— What you need to do —
Everything from the line that contains "[locate] road (give" through the last line of the listing must be copied exactly, with both of those lines included and no others.

— Data rows —
---

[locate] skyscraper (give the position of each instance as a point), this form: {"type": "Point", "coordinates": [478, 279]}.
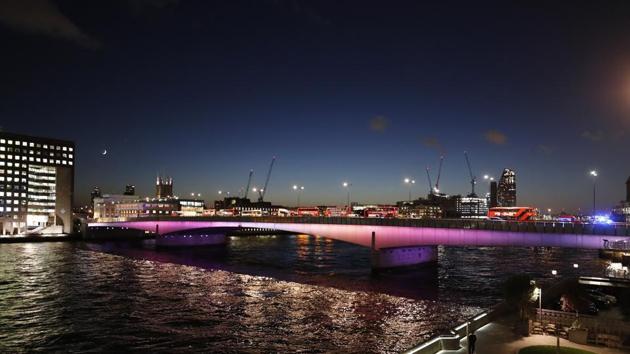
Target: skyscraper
{"type": "Point", "coordinates": [130, 189]}
{"type": "Point", "coordinates": [164, 187]}
{"type": "Point", "coordinates": [507, 188]}
{"type": "Point", "coordinates": [36, 184]}
{"type": "Point", "coordinates": [493, 194]}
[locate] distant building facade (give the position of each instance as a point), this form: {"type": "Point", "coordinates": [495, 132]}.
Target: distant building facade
{"type": "Point", "coordinates": [472, 207]}
{"type": "Point", "coordinates": [420, 209]}
{"type": "Point", "coordinates": [239, 205]}
{"type": "Point", "coordinates": [96, 193]}
{"type": "Point", "coordinates": [112, 207]}
{"type": "Point", "coordinates": [36, 184]}
{"type": "Point", "coordinates": [506, 194]}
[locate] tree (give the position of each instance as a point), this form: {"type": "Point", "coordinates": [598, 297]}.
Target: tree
{"type": "Point", "coordinates": [518, 291]}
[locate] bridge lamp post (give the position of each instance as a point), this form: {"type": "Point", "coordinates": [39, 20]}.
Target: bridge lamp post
{"type": "Point", "coordinates": [594, 174]}
{"type": "Point", "coordinates": [348, 185]}
{"type": "Point", "coordinates": [410, 182]}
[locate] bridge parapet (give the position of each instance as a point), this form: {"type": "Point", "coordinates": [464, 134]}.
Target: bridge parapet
{"type": "Point", "coordinates": [541, 227]}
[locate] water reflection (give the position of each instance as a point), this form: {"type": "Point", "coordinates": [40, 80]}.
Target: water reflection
{"type": "Point", "coordinates": [257, 294]}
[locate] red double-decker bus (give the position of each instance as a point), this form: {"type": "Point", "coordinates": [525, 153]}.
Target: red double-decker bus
{"type": "Point", "coordinates": [512, 213]}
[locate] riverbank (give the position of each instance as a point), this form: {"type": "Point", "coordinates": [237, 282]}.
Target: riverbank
{"type": "Point", "coordinates": [499, 337]}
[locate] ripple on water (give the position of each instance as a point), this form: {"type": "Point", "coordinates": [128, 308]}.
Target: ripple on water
{"type": "Point", "coordinates": [58, 297]}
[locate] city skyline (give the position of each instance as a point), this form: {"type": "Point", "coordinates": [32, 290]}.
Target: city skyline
{"type": "Point", "coordinates": [371, 98]}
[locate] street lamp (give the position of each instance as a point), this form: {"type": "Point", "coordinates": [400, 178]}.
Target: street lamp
{"type": "Point", "coordinates": [348, 185]}
{"type": "Point", "coordinates": [593, 174]}
{"type": "Point", "coordinates": [410, 182]}
{"type": "Point", "coordinates": [299, 191]}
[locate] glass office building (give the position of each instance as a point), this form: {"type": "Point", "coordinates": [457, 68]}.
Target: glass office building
{"type": "Point", "coordinates": [36, 184]}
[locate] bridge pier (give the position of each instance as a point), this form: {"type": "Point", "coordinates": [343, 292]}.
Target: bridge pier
{"type": "Point", "coordinates": [395, 257]}
{"type": "Point", "coordinates": [203, 237]}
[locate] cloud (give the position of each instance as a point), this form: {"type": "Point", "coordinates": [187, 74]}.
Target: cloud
{"type": "Point", "coordinates": [379, 124]}
{"type": "Point", "coordinates": [495, 137]}
{"type": "Point", "coordinates": [593, 136]}
{"type": "Point", "coordinates": [43, 17]}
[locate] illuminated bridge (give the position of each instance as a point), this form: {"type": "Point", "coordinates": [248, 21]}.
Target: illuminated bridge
{"type": "Point", "coordinates": [394, 242]}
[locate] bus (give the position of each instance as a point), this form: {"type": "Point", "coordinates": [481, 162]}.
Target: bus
{"type": "Point", "coordinates": [308, 211]}
{"type": "Point", "coordinates": [512, 213]}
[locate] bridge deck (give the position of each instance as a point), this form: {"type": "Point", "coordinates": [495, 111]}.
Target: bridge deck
{"type": "Point", "coordinates": [406, 232]}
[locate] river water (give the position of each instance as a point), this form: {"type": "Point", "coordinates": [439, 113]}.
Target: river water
{"type": "Point", "coordinates": [289, 293]}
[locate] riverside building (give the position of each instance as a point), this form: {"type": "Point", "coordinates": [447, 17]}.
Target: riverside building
{"type": "Point", "coordinates": [36, 184]}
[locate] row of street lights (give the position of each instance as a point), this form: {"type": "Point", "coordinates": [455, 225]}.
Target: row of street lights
{"type": "Point", "coordinates": [408, 181]}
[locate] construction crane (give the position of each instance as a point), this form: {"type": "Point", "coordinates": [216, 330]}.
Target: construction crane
{"type": "Point", "coordinates": [249, 181]}
{"type": "Point", "coordinates": [437, 182]}
{"type": "Point", "coordinates": [264, 190]}
{"type": "Point", "coordinates": [473, 179]}
{"type": "Point", "coordinates": [430, 184]}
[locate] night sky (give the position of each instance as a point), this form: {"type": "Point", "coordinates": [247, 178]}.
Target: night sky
{"type": "Point", "coordinates": [365, 91]}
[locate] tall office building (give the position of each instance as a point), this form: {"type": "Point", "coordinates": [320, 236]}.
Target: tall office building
{"type": "Point", "coordinates": [507, 188]}
{"type": "Point", "coordinates": [164, 187]}
{"type": "Point", "coordinates": [36, 184]}
{"type": "Point", "coordinates": [96, 193]}
{"type": "Point", "coordinates": [130, 189]}
{"type": "Point", "coordinates": [493, 194]}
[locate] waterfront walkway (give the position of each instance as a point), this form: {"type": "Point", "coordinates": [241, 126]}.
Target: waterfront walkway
{"type": "Point", "coordinates": [499, 338]}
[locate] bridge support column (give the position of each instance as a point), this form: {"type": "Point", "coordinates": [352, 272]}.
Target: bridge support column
{"type": "Point", "coordinates": [190, 239]}
{"type": "Point", "coordinates": [403, 256]}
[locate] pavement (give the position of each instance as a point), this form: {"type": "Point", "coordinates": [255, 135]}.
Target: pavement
{"type": "Point", "coordinates": [499, 338]}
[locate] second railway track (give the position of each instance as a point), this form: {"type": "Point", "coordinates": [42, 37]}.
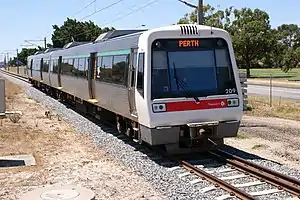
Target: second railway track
{"type": "Point", "coordinates": [241, 168]}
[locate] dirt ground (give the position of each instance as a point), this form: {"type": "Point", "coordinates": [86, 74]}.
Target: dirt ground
{"type": "Point", "coordinates": [272, 138]}
{"type": "Point", "coordinates": [271, 132]}
{"type": "Point", "coordinates": [62, 156]}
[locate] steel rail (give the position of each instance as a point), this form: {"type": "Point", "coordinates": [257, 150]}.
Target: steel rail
{"type": "Point", "coordinates": [218, 182]}
{"type": "Point", "coordinates": [279, 180]}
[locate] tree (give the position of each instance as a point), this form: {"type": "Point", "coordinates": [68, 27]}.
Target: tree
{"type": "Point", "coordinates": [275, 51]}
{"type": "Point", "coordinates": [290, 35]}
{"type": "Point", "coordinates": [22, 56]}
{"type": "Point", "coordinates": [291, 59]}
{"type": "Point", "coordinates": [212, 17]}
{"type": "Point", "coordinates": [77, 31]}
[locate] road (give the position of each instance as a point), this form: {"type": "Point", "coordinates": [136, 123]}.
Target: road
{"type": "Point", "coordinates": [284, 92]}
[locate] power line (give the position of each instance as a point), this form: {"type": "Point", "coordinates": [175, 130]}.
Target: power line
{"type": "Point", "coordinates": [106, 7]}
{"type": "Point", "coordinates": [152, 2]}
{"type": "Point", "coordinates": [85, 7]}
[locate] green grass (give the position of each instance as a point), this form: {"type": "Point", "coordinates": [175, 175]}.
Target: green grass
{"type": "Point", "coordinates": [293, 75]}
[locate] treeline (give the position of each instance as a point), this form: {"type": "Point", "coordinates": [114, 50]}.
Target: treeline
{"type": "Point", "coordinates": [256, 44]}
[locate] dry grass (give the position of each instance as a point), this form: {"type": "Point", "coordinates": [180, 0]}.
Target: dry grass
{"type": "Point", "coordinates": [62, 156]}
{"type": "Point", "coordinates": [287, 109]}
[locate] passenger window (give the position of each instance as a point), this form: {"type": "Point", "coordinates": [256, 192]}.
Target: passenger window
{"type": "Point", "coordinates": [106, 69]}
{"type": "Point", "coordinates": [81, 67]}
{"type": "Point", "coordinates": [134, 61]}
{"type": "Point", "coordinates": [120, 63]}
{"type": "Point", "coordinates": [140, 74]}
{"type": "Point", "coordinates": [99, 60]}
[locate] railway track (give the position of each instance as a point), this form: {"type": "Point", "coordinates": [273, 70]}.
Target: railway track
{"type": "Point", "coordinates": [201, 171]}
{"type": "Point", "coordinates": [241, 168]}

---

— Solution for this problem —
[locate] road (give the position of each instance as a point), this form: {"type": "Point", "coordinates": [136, 123]}.
Target: road
{"type": "Point", "coordinates": [284, 92]}
[locate] power line (give the position of each instance as a point), this form: {"type": "Point", "coordinates": [175, 130]}.
Target: power line
{"type": "Point", "coordinates": [106, 7]}
{"type": "Point", "coordinates": [152, 2]}
{"type": "Point", "coordinates": [85, 7]}
[locate] green grass (give the position of each instance as a point), this form: {"type": "Point", "coordinates": [175, 175]}.
Target: green grass
{"type": "Point", "coordinates": [293, 75]}
[locate] treeline (give the position of each instance as a point), this form: {"type": "Point", "coordinates": [114, 50]}.
Target: treeline
{"type": "Point", "coordinates": [256, 44]}
[locate] dry grass (give the position of each instance as a point), this form: {"type": "Point", "coordinates": [180, 0]}.
Target: dry grass
{"type": "Point", "coordinates": [62, 156]}
{"type": "Point", "coordinates": [287, 109]}
[locate] passenger window (give the position of each instance as a point), this form: {"type": "Point", "coordinates": [256, 192]}.
Target: passenger window
{"type": "Point", "coordinates": [106, 69]}
{"type": "Point", "coordinates": [81, 67]}
{"type": "Point", "coordinates": [134, 61]}
{"type": "Point", "coordinates": [120, 63]}
{"type": "Point", "coordinates": [140, 74]}
{"type": "Point", "coordinates": [99, 60]}
[locate] railway track (give the position of each instance as a point), this form: {"type": "Point", "coordinates": [273, 70]}.
Target: railway track
{"type": "Point", "coordinates": [201, 171]}
{"type": "Point", "coordinates": [241, 168]}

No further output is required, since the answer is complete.